(YOUR GOAL)
State how many lines of the entries hold the string "plastic", and output nothing but that count.

━━ RECORDED INFORMATION

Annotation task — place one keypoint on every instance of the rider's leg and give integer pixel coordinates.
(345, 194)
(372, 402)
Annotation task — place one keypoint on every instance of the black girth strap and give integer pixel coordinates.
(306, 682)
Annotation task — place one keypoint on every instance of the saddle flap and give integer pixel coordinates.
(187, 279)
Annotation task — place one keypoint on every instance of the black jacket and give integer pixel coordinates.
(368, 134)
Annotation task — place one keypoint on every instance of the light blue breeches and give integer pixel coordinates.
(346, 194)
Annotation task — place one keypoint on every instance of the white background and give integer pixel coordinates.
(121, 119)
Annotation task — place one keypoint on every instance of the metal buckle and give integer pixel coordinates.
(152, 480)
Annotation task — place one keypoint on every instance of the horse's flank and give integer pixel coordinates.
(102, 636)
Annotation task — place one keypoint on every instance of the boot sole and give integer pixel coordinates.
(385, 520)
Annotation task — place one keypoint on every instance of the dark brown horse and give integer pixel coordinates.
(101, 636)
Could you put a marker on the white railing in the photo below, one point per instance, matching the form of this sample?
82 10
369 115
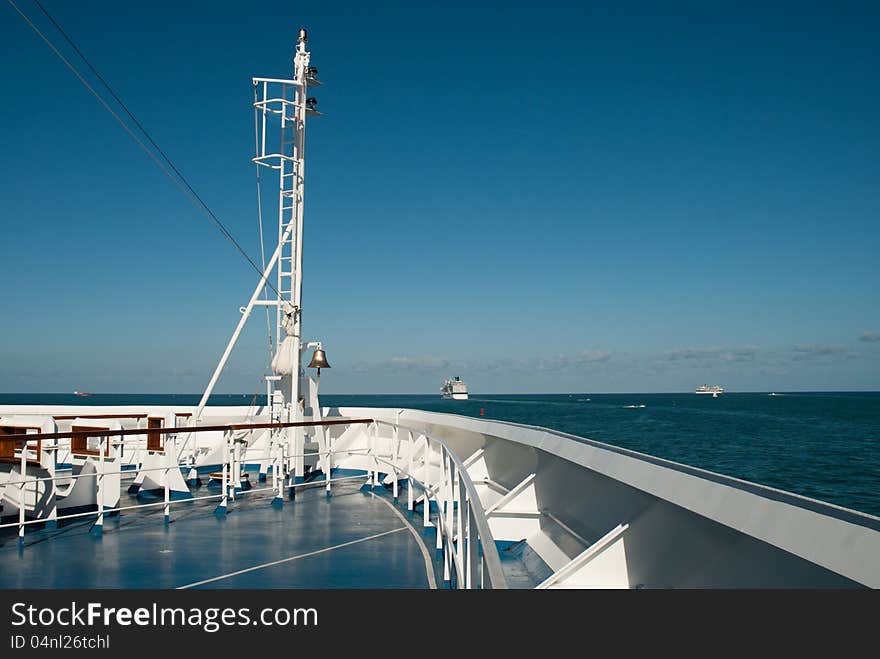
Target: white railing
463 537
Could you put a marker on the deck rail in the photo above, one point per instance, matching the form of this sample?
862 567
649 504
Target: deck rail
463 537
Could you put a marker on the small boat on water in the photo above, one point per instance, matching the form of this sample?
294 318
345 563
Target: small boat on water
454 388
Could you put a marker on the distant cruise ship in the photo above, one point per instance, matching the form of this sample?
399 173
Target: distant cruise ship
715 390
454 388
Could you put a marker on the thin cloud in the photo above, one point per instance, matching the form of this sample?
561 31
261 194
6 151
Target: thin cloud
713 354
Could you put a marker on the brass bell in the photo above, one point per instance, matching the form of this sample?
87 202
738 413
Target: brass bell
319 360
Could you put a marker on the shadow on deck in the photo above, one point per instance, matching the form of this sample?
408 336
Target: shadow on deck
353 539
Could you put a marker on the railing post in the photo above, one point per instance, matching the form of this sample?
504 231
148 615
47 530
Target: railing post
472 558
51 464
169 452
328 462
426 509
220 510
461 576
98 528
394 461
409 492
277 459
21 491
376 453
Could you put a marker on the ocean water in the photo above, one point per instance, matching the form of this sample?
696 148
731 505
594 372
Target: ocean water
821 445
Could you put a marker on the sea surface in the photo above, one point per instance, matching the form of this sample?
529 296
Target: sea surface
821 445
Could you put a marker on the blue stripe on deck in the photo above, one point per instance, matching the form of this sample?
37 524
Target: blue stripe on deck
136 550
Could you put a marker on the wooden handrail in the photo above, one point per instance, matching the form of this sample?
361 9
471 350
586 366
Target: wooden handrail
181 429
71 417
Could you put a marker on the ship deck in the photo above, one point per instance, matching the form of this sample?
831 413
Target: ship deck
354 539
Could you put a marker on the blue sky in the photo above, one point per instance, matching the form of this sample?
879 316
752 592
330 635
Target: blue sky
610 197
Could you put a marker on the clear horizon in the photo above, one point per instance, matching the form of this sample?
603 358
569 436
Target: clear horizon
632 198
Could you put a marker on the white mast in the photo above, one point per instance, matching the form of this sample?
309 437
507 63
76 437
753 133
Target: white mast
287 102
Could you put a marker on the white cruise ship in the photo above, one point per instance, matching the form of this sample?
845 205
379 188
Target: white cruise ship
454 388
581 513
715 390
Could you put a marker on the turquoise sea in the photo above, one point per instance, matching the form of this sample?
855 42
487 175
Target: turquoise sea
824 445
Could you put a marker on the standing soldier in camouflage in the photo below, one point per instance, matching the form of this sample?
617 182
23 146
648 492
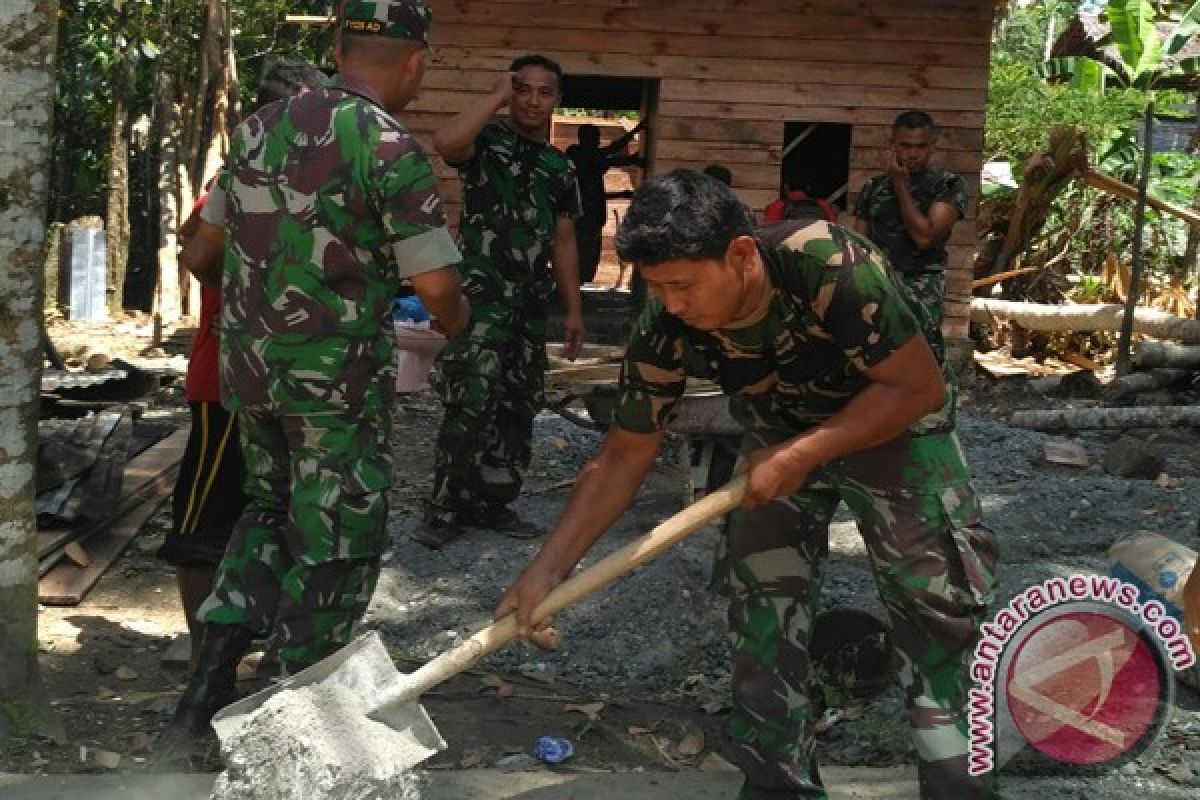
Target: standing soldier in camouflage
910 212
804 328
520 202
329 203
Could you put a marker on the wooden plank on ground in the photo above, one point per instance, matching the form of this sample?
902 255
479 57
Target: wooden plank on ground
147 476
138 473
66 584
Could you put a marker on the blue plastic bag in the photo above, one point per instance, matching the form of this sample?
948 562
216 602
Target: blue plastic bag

━━━━

(TASK SOLUTION)
2